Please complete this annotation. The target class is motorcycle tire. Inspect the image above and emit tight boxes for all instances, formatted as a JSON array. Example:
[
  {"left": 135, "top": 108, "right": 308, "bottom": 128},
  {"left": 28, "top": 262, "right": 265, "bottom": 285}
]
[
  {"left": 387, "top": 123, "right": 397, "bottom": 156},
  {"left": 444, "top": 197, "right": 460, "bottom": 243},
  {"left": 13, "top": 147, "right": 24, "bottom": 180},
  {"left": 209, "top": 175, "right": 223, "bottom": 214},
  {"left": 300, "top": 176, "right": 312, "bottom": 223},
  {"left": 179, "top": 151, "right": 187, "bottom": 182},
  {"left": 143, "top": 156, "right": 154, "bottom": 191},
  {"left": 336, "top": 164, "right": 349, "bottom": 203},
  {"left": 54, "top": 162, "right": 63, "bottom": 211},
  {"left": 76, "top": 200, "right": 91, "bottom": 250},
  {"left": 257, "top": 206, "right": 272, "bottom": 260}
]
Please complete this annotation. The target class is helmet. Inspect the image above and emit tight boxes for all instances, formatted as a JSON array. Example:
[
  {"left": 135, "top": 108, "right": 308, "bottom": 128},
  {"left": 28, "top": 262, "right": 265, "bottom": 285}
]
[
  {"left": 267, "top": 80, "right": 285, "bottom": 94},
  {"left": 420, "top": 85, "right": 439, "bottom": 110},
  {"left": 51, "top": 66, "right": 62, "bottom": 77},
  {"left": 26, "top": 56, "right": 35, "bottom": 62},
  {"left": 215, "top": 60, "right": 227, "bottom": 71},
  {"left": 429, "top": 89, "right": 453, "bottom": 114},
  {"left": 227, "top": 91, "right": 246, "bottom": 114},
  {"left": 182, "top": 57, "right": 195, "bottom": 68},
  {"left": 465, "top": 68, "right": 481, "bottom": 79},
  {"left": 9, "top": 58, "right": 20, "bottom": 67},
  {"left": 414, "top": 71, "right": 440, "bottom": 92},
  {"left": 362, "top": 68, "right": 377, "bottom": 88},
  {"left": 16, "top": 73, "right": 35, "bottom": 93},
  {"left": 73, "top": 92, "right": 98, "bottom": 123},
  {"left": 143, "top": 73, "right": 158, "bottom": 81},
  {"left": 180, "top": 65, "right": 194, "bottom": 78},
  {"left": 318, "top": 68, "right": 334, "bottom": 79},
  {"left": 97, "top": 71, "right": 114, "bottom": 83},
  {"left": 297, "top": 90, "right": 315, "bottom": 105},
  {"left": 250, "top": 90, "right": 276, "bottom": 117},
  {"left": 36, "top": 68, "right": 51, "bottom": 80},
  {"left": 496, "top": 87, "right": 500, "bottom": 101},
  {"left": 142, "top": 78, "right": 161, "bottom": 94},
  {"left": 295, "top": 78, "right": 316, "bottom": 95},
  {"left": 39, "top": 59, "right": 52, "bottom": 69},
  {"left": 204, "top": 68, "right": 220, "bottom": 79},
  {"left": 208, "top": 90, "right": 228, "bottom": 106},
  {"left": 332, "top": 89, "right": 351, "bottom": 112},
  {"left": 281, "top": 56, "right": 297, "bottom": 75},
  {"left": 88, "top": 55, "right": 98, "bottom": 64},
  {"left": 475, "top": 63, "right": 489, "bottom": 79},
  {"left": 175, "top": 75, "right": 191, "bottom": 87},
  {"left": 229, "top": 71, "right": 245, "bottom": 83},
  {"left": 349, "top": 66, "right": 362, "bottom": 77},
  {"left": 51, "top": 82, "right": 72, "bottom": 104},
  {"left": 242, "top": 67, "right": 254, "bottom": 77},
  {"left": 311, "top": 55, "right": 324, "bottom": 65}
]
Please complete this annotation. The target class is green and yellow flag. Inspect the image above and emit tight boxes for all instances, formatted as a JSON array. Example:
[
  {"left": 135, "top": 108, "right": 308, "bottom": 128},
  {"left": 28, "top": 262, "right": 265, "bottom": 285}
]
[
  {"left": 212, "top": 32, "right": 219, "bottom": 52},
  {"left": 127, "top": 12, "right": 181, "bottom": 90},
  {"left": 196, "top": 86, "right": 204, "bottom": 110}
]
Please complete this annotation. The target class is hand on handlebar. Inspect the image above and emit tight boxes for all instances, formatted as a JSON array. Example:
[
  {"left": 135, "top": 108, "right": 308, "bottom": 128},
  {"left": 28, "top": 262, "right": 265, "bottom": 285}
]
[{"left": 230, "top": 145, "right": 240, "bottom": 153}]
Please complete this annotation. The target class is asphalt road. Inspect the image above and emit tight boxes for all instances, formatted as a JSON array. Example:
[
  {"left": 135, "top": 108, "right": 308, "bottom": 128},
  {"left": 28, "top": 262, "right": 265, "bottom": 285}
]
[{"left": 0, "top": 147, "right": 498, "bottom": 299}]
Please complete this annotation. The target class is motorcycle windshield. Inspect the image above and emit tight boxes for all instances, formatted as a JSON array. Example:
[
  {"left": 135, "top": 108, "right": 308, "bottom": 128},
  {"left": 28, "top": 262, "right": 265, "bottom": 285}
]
───
**TASK DESCRIPTION**: Work out how many lines of the entries include the word "motorcycle", and respond with that number and nothing more.

**EXERCISE RESULT**: 2